_Material:_
****************************************

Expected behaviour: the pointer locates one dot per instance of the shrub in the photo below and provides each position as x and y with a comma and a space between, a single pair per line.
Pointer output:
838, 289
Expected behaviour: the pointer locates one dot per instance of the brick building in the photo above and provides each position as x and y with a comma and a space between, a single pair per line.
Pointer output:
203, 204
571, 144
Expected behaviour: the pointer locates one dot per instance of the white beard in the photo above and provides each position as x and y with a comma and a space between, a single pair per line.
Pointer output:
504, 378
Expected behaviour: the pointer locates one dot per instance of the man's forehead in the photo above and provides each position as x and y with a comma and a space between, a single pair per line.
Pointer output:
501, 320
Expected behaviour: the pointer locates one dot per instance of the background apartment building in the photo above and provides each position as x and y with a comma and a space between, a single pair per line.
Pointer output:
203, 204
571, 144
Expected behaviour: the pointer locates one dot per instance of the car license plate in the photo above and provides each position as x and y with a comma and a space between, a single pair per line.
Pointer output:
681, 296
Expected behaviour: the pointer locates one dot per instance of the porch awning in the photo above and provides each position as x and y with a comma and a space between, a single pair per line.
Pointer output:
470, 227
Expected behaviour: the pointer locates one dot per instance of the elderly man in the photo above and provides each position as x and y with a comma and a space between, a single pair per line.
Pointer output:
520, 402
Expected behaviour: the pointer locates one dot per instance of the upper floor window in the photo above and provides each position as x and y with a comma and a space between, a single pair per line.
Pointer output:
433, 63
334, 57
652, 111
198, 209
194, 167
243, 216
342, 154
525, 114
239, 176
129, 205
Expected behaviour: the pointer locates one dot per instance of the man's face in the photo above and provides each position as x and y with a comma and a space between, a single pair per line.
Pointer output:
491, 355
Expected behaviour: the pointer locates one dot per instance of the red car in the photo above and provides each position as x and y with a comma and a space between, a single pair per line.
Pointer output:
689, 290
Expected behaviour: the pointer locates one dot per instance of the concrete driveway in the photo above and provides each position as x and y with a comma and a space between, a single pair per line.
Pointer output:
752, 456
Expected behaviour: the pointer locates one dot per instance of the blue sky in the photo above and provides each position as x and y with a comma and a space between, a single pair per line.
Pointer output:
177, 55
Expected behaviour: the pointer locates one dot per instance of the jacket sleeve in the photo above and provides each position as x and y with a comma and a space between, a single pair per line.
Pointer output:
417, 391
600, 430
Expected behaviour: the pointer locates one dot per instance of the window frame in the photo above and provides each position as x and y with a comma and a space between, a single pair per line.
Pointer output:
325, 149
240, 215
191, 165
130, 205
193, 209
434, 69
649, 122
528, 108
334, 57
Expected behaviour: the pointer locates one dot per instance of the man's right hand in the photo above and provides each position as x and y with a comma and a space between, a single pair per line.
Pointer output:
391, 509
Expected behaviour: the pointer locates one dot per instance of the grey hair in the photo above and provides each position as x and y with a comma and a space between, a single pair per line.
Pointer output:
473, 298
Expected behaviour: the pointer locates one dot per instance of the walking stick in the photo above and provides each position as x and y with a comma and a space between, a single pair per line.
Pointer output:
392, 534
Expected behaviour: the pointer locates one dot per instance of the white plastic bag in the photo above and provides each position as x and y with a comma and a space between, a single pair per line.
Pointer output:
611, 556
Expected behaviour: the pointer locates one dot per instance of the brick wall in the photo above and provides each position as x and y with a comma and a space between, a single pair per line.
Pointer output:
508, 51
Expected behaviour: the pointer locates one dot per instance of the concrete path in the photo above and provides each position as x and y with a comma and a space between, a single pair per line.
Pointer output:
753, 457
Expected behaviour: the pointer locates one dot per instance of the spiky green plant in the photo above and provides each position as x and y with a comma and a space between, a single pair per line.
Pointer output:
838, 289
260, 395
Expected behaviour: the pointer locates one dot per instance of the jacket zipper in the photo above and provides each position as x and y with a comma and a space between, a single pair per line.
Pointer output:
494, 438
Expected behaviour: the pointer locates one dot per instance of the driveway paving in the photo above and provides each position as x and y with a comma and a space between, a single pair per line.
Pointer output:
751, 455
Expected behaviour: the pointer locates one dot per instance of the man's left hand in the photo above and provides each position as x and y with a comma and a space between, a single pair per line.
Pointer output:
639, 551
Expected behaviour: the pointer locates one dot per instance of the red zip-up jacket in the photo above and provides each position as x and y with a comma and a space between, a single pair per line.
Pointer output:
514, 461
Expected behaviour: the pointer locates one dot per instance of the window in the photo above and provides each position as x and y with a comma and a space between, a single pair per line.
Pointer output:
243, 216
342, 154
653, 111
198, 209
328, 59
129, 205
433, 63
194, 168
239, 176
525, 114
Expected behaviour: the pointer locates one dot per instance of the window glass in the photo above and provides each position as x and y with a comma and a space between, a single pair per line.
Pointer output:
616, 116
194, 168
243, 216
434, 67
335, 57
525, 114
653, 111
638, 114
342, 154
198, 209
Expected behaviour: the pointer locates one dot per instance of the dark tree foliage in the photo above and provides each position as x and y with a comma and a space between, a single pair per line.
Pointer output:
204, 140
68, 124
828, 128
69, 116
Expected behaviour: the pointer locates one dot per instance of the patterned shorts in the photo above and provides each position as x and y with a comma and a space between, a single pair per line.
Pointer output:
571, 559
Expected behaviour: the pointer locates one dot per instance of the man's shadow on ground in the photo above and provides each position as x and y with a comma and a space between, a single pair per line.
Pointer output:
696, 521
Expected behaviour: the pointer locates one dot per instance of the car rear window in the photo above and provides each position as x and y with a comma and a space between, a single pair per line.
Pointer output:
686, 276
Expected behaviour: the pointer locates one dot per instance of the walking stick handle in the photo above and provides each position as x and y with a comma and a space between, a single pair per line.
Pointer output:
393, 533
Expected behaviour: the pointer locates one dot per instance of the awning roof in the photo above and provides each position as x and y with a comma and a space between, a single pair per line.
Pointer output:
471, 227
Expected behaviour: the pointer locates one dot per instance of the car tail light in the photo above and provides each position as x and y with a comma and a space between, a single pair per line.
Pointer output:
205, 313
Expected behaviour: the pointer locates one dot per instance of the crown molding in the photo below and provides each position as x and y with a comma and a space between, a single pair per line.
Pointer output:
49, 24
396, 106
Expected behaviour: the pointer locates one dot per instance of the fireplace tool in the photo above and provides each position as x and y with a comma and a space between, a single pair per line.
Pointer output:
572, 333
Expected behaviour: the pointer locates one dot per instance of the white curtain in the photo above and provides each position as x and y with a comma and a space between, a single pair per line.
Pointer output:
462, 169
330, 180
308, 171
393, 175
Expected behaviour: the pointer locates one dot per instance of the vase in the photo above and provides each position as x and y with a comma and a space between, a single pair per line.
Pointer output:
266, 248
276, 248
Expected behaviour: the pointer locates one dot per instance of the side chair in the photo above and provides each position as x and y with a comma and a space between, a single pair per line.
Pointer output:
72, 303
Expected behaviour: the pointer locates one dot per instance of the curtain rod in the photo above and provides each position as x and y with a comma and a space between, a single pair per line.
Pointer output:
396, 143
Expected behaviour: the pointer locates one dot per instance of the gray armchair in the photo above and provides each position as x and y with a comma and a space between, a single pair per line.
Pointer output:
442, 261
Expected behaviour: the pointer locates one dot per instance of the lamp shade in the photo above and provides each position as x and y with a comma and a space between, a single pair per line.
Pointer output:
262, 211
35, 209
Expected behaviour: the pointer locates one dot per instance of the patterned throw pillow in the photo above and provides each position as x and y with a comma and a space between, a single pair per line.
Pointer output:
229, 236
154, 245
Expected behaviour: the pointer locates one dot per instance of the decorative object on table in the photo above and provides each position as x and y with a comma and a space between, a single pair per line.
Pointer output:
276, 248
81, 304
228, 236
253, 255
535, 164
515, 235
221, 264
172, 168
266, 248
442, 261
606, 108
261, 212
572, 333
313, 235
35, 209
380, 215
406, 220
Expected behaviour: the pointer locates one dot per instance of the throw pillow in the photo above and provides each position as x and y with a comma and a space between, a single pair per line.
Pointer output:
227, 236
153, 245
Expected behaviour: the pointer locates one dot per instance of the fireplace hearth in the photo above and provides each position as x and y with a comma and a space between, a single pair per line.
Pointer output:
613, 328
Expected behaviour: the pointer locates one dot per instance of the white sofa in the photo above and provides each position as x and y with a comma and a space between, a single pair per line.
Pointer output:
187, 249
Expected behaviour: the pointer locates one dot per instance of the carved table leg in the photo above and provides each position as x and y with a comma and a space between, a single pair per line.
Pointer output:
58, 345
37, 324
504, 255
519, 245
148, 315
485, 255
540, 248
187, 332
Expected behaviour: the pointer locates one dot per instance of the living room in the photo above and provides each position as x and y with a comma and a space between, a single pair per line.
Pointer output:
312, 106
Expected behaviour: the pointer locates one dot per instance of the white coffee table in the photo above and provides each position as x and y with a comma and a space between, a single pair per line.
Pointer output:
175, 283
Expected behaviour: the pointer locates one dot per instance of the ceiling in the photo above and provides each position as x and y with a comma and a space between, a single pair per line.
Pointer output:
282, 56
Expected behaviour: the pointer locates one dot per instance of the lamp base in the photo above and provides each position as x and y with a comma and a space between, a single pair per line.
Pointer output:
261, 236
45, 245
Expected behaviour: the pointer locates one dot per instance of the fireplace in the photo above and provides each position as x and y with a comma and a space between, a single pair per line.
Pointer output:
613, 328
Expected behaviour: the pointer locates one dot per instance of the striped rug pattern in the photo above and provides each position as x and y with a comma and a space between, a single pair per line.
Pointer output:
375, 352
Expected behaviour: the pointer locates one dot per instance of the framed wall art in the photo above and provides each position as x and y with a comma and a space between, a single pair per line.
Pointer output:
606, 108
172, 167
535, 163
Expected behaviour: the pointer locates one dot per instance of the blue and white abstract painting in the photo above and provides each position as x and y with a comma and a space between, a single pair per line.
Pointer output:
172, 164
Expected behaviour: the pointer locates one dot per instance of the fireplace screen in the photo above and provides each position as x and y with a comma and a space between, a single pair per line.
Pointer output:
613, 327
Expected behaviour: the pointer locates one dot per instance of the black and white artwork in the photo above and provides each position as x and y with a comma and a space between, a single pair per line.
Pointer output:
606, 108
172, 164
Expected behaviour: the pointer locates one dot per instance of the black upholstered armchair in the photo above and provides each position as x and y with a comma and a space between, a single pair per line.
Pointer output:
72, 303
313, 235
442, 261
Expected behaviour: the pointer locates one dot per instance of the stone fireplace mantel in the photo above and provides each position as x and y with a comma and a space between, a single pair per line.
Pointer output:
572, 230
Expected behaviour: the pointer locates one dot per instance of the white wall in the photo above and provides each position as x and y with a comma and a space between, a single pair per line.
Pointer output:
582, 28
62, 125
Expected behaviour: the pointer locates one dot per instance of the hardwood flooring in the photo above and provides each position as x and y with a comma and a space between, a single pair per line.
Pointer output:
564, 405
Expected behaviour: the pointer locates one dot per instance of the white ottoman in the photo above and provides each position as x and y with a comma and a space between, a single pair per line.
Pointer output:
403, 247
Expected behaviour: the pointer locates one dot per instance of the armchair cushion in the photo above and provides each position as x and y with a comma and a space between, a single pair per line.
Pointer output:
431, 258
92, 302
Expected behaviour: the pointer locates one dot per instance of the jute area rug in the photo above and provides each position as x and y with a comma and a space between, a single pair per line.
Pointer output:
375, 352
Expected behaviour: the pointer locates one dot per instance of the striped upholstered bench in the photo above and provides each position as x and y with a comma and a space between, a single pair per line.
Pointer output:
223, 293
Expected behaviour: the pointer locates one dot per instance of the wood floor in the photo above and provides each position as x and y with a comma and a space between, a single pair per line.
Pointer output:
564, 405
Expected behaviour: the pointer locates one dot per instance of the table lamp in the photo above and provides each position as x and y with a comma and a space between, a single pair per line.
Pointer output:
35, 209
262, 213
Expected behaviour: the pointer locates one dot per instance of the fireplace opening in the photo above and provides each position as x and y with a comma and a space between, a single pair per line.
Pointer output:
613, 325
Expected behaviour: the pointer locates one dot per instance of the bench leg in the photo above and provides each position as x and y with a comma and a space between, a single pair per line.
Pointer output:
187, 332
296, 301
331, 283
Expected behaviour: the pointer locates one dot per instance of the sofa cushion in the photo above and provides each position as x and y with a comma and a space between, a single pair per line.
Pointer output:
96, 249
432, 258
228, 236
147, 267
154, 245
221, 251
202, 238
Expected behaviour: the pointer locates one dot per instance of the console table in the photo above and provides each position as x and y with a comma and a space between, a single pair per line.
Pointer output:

****************************************

_What the task requires:_ Only those lines running from the one containing "of the sofa" through the last line of the data above are to be copied, exactly, with both ends included.

_Reply to the exercise:_
Expected behaviour: the pointer locates one dot per instance of the sofa cushion in the photo above and provides each position as x and y with a comma and a space between, a single pair per line.
Pointer output:
96, 249
432, 258
228, 236
147, 267
154, 245
221, 251
202, 238
Expected behaviour: the pointer locates one dot per instance of the console table in the photo above and provides each position as x and y with a comma and a space between, a single pair per line.
Pointer output:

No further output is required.